EXCERTO SELECIONADO:
┄┄┄┄┄┄┄┄┄┄┄┄┄┄┄┄┄┄┄┄

Aquilo que devia ser uma performance artística acabou por tornar-se numa acção de protesto. Esta sexta-feira à noite, cerca de 40 pessoas ocuparam o Museu de Arte Contemporânea – Museu do Chiado (MNAC), em Lisboa, para surpresa da direcção do instituição, num protesto que alertava para a situação actual que o sector cultural atravessa. Este sábado, o museu está a funcionar normalmente depois de os últimos manifestantes terem abandonado o local cerca das 10h e de as autoridades terem sido chamadas.

Foi na inauguração da instalação multimédia Os Nossos Sonhos Não Cabem nas Vossas Urnas, de Rui Mourão, que tudo aconteceu. Ao PÚBLICO, David Santos, director do Museu do Chiado, explicou na manhã deste sábado que estava avisado de que haveria uma performance durante a inauguração mas o artista, cuja instalação “é de arrojo político”, nunca mencionou uma ocupação.

“Para nossa surpresa essa performance tornou-se numa ocupação não simbólica e por isso quando percebi que não era apenas uma simulação tentei o diálogo com o grupo que reivindicava uma nova ideia para a Cultura”, diz David Santos.
Rui Mourão, cuja obra agora exposta no MNAC aborda exactamente os vários protestos recentes no país – um dos exemplos citados remonta a 5 de Outubro de 2012, quando, em plena celebração oficial da implantação da República, no Pátio da Galé, em Lisboa, a cantora lírica Ana Maria Pinto interrompeu a sessão para interpretar Acordai, de Fernando Lopes-Graça – anunciou a ocupação no Facebook, garantindo não se tratar de “teatro nem encenação”.

“Estamos aqui em ocupação 'artivista' do Museu Nacional de Arte Contemporânea – Museu do Chiado. Estamos a ocupar o museu em defesa do museu e não contra o museu”, escreveu o artista, apelando à participação de todos. “Politicamente, enquanto público e enquanto criadores de Cultura, estamos verdadeiramente indignados – muito indignados, mesmo – com a desvalorização a que estão votados os museus, as bibliotecas, os arquivos, o teatro, o cinema, a dança, a ópera, as artes visuais, o património cultural deste país e a sua criação contemporânea.”

┄┄┄┄┄┄┄┄┄┄┄┄┄┄┄┄┄┄┄┄

MATERIAL:
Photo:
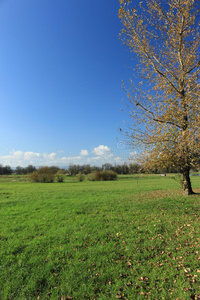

┄┄┄┄┄┄┄┄┄┄┄┄┄┄┄┄┄┄┄┄

OBJETIVO:
Transcreva, do texto sobre a ocupação do Museu do Chiado, o trecho entre "Foi na inauguração" e "mencionou uma ocupação.", inclusive.

RESPOSTA:
Foi na inauguração da instalação multimédia Os Nossos Sonhos Não Cabem nas Vossas Urnas, de Rui Mourão, que tudo aconteceu. Ao PÚBLICO, David Santos, director do Museu do Chiado, explicou na manhã deste sábado que estava avisado de que haveria uma performance durante a inauguração mas o artista, cuja instalação “é de arrojo político”, nunca mencionou uma ocupação.